- **Texto base**:
“O Brasil tem o hábito de colocar tudo em dois polos”

Por José Lucas Sena/AES

Segundo o Tribunal Superior Eleitoral, menos de 5% dos jovens, de 16 e 17 anos, votaram nas eleições de 2020 – uma queda de mais de 50% se comparado a 2016. Em contrapartida, nas manifestações realizadas em 2013 até às atuais – pró e contra governo – sempre vemos jovens engajados na luta. Essa participação mais atuante, muda o cenário político, de fato? Será que os jovens estão mais influentes na política? Quem vai tentar nos ajudar a entender essa questão é Fabrício Lopes. Cubatense de nascimento, já foi Coordenador de Politicas Transversais na Secretaria Nacional de Juventude da Secretaria Geral da Presidência da República; já ocupou a função de editor do Infojovem – Portal de Informação Juvenil, além de ter sido Secretário Geral do Conselho de Juventude de São Vicente. Por fim, integrou os quadros da Universidade da Juventude – UNIJUV. Atualmente, ele é secretário de turismo de Cubatão.

- **Entradas de origem**:
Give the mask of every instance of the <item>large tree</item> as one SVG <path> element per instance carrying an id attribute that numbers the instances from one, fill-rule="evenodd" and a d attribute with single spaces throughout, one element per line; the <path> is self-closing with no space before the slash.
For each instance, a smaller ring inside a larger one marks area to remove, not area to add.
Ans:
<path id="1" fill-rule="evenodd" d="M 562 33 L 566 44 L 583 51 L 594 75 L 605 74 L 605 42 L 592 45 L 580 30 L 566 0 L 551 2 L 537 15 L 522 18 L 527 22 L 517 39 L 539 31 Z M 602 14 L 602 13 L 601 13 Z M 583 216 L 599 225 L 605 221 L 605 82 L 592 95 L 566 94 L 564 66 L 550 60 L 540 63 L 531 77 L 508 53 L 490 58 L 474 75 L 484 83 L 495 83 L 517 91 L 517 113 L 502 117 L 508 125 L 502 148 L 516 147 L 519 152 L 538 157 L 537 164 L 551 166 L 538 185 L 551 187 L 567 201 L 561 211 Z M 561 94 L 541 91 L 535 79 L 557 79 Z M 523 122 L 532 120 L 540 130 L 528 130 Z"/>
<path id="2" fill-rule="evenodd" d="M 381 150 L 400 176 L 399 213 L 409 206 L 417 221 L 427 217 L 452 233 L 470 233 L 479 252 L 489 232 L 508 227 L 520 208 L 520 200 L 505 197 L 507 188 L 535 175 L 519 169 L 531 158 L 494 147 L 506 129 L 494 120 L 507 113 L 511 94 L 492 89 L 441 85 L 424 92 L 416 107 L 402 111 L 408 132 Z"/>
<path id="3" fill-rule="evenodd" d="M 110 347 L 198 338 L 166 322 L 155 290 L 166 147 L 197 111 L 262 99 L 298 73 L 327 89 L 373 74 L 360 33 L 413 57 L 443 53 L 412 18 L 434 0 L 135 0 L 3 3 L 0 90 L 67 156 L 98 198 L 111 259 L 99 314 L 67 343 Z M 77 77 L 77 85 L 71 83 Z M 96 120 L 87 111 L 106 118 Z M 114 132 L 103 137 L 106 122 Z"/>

- **Instruções**:
A. Edite as entradas que vêm depois do texto, substituindo "large tree" por "tall tree" e mantendo todo o resto inalterado.
B. Dê continuidade ao texto sobre a participação dos jovens na política a partir da última frase apresentada.

- **Respostas**:
A.
Give the mask of every instance of the <item>tall tree</item> as one SVG <path> element per instance carrying an id attribute that numbers the instances from one, fill-rule="evenodd" and a d attribute with single spaces throughout, one element per line; the <path> is self-closing with no space before the slash.
For each instance, a smaller ring inside a larger one marks area to remove, not area to add.
Ans:
<path id="1" fill-rule="evenodd" d="M 562 33 L 566 44 L 583 51 L 594 75 L 605 74 L 605 42 L 592 45 L 580 30 L 566 0 L 551 2 L 537 15 L 522 18 L 527 22 L 517 39 L 539 31 Z M 602 14 L 602 13 L 601 13 Z M 583 216 L 599 225 L 605 221 L 605 82 L 592 95 L 566 94 L 564 66 L 550 60 L 540 63 L 531 77 L 508 53 L 490 58 L 474 75 L 484 83 L 495 83 L 517 91 L 517 113 L 502 117 L 508 125 L 502 148 L 516 147 L 519 152 L 538 157 L 537 164 L 551 166 L 538 185 L 551 187 L 567 201 L 561 211 Z M 561 94 L 541 91 L 535 79 L 557 79 Z M 523 122 L 532 120 L 540 130 L 528 130 Z"/>
<path id="2" fill-rule="evenodd" d="M 381 150 L 400 176 L 399 213 L 409 206 L 417 221 L 427 217 L 452 233 L 470 233 L 479 252 L 489 232 L 508 227 L 520 208 L 520 200 L 505 197 L 507 188 L 535 175 L 519 169 L 531 158 L 494 147 L 506 129 L 494 120 L 507 113 L 511 94 L 492 89 L 441 85 L 424 92 L 416 107 L 402 111 L 408 132 Z"/>
<path id="3" fill-rule="evenodd" d="M 110 347 L 198 338 L 166 322 L 155 290 L 166 147 L 197 111 L 262 99 L 298 73 L 327 89 L 373 74 L 360 33 L 413 57 L 443 53 L 412 18 L 434 0 L 135 0 L 3 3 L 0 90 L 67 156 L 98 198 L 111 259 L 99 314 L 67 343 Z M 77 77 L 77 85 L 71 83 Z M 96 120 L 87 111 L 106 118 Z M 114 132 L 103 137 L 106 122 Z"/>

B.
Desde 2013, vemos um crescimento do interesse das pessoas pela política e grande parte dos interessados são jovens e adolescentes. O que você acha desse crescimento no interesse?

Bom, é importante ressaltar que a gente vive novos tempos, não é a gente, tem aí hoje um instrumento da internet que possibilita uma comunicação mais rápida. Os mecanismos de busca ajudam muito as pessoas a conhecerem temas que elas não conheciam, e eu acho que isso de certa forma influenciou as pessoas a externalizarem, inclusive, opiniões que muitas vezes elas tinham, mas ficavam restritas aos amigos e ao círculo familiar. Então, nesse contexto, eu acredito que agora temos instrumentos para qualificar e quantificar essa participação política.

Você acredita que o interesse é genuíno ou vem por influência de alguns grupos específicos?

Não acho que exista influência. O que eu acho é que alguns grupos determinados se utilizam dessas novas movimentações para atrair pessoas, mas tem muita gente também que atua de forma independente e pretende atuar na política, seja para fazer o bem pela sociedade ou para disseminar o caos.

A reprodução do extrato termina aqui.